文本节选:
其二,清代《尚书》学中之所以产生“伏郑之争”,与清代“汉学”内部治经风尚的转移密切相关。由于汉代文献在后世传承中大量亡佚,清人所能见到的汉儒《尚书》经说材料十分有限,其中,文献数量最为可观的就是伏生和郑玄两家。如前所言,伏、郑二家解经体式迥异,郑注偏重训诂,正与清代前期发端于传统小学的考据学风尚相契合;伏传重视阐发大义,不合后世注释的常规体式。因此在清代前期,伏生《尚书大传》不受汉学学者的重视,但对于清代后期兴起的偏重微言大义、欲以经术议论时政的今文经学派而言,伏生的《尚书》学反倒更合他们的理想,因此产生了从“宗郑”向“师伏”的转变及两派学术观点的交锋。
其三,清代《尚书》学的“伏郑之争”也与清代经学发展过程中汉宋两派的冲突与调融有关。清代学术体现为对“汉学”的回归,但本质是对当下学术趋势的反思与超越。清代“汉学”,本作为“宋学”的“反动”而兴起。然从乾嘉汉学内部分化出的今文经学,更为重视经典中义理的阐释,以便使经典作用于现实,转而与“宋学”偏重义理一途相合。不过“宋学”为清代“汉学”批驳,而“汉学”已建立起来的考据之法又不可废,故此时新兴的今文经学者转而标榜西汉今文经学,虽所治依旧为“汉学”,实际上却是汉宋兼采之学。[56]在《尚书》方面,他们最终找出伏生这一重要的今文学派经师,以与古文经学一派所宗主的郑玄抗衡。在他们看来,伏生《尚书》学与汉代《春秋》公羊学同为今文经学一派,“道一风同”,皆重微言大义,因而更利于实现他们“通经致用”的理想。这一经学风气的转变,凸显的正是“汉学”与“宋学”两种学术范式的冲突与调融在激发清代学术思想活力方面的重要作用。
清代《尚书》学在《古文尚书》辨伪活动中拉开帷幕,由此开始了向“汉学”的回溯。先是经历了吴派经学家惠栋、江声等人对汉人师法家法的推崇与重建,最终以王鸣盛《尚书后案》为代表,确立了古文经学中“宗郑”的旗帜。其后常州今文经学兴起,学者不断反思清代古文经学,郑玄在《尚书》学中的宗主地位受到怀疑与否定,而魏源、邹汉勋、王闿运等学者则力图建立《尚书》今文经学的宗主地位。及至皮锡瑞通过注经实践重建了《尚书》伏氏经学体系,并获得了学界普遍认可,使得清代《尚书》学最终以古文“宗郑”与今文“师伏”并峙的格局收束。

任务目标 1:
在关于清代《尚书》学“伏郑之争”的文本节选中,哪一部著作被视为确立古文经学“宗郑”旗帜的代表?
任务目标 2:
接续关于清代《尚书》学“伏郑之争”的文本节选,从其最后一句之后往下撰写。

指向数据集节选:
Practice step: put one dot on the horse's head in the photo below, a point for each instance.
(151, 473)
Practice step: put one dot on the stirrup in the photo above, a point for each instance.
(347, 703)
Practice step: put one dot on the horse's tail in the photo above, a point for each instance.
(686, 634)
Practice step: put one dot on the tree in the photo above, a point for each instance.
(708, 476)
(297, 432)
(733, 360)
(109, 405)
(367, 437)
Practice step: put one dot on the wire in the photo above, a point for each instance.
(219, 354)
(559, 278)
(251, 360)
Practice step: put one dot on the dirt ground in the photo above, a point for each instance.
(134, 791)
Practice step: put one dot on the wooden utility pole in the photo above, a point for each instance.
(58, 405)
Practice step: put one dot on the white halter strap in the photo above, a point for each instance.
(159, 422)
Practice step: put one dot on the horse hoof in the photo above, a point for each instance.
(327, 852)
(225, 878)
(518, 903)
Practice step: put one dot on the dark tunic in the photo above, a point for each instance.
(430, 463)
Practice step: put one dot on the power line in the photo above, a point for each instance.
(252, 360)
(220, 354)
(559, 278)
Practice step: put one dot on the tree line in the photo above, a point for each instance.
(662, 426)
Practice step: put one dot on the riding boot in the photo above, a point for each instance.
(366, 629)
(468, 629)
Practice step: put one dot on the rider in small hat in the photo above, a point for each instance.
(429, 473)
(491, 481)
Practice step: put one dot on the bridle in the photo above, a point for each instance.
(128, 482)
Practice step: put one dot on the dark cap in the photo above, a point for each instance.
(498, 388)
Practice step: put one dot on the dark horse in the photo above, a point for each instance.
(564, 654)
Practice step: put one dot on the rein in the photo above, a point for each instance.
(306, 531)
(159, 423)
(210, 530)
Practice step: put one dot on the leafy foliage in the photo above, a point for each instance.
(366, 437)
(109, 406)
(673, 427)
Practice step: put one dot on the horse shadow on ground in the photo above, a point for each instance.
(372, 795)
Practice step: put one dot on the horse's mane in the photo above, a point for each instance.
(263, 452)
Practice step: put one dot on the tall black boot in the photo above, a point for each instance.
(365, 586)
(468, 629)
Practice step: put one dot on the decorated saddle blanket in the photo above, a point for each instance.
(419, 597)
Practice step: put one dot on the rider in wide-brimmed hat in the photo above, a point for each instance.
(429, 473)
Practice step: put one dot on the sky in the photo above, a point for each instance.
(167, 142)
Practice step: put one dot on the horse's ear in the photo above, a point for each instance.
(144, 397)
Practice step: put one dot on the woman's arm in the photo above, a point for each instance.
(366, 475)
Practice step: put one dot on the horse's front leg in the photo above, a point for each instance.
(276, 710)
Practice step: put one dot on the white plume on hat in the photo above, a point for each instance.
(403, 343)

答复 1:
王鸣盛的《尚书后案》。

答复 2:
经学今古文之争是同时联结汉、清两代经学史研究的关键论题,但如何认识汉、清两代今古文之争的区别与联系,却是近代以来学界反思经学今古文之争时产生分歧的重要议题。对比两汉《尚书》学中的今古文之争,《尚书》学“伏郑之争”是清代今古文之争在《尚书》学方面的具体体现,但不应单纯视为两汉“今古文之争”的历史重现。两者背后牵涉到的学术背景、政治环境乃至现实诉求都迥然不同。
首先,如研究者所论,两汉“今古文之争”的焦点是某经某派是否能立于学官,与汉代的博士制度密切相关。与此不同,清代官方所立《尚书》学始终是属于宋学一派的蔡沉《书集传》,《尚书》今古文之争仅是治经宗汉思潮下的经学宗主之争,故两派的争论一直仅限于辨别学术水平的高低,并未涉及官学地位及政治利益的纷争。此种情境下,清代《尚书》今古文经学两派学者努力的重点就在通过文献辑佚、考证及重建经学师承源流等手段,建立更符合清人学术评判标准的经说体系。可以说,就《尚书》学而言,在汉代,经学今古文之争中,政治标准高于学术标准,而在清代,则更纯粹地关注于“汉学”的学术研究与重建。
其次,从经学发展史上来看,伏生处在汉初经学兴复之时,郑玄则处在汉代经学总结时期,从伏生到郑玄,两汉《尚书》学的发展历程是从今文经学独尊到古文经学兴起与之抗衡,最终融合于马融、郑玄等学者的经学体系中。与此相反,清代《尚书》学从古文经学发展到今文经学,一直未能突破师法家法的藩篱,反倒在宗主方面由“宗郑”转向了“师伏”,从今古文经学的混合走向了今古文经学的分离。这一与两汉今古文经学发展相逆反的趋势最终突破了乾嘉学者对考据学盲目尊信的风习,促进了学界义理与考据两派之间的融合。尤其是在清代后期内忧外患的形势之下,今文经学在“汉学”内部与古文经学抗衡,亦使得经学研究作用于近代思想启蒙和政治改革,其现实意义又远远超出了单纯的古典学术研究范围。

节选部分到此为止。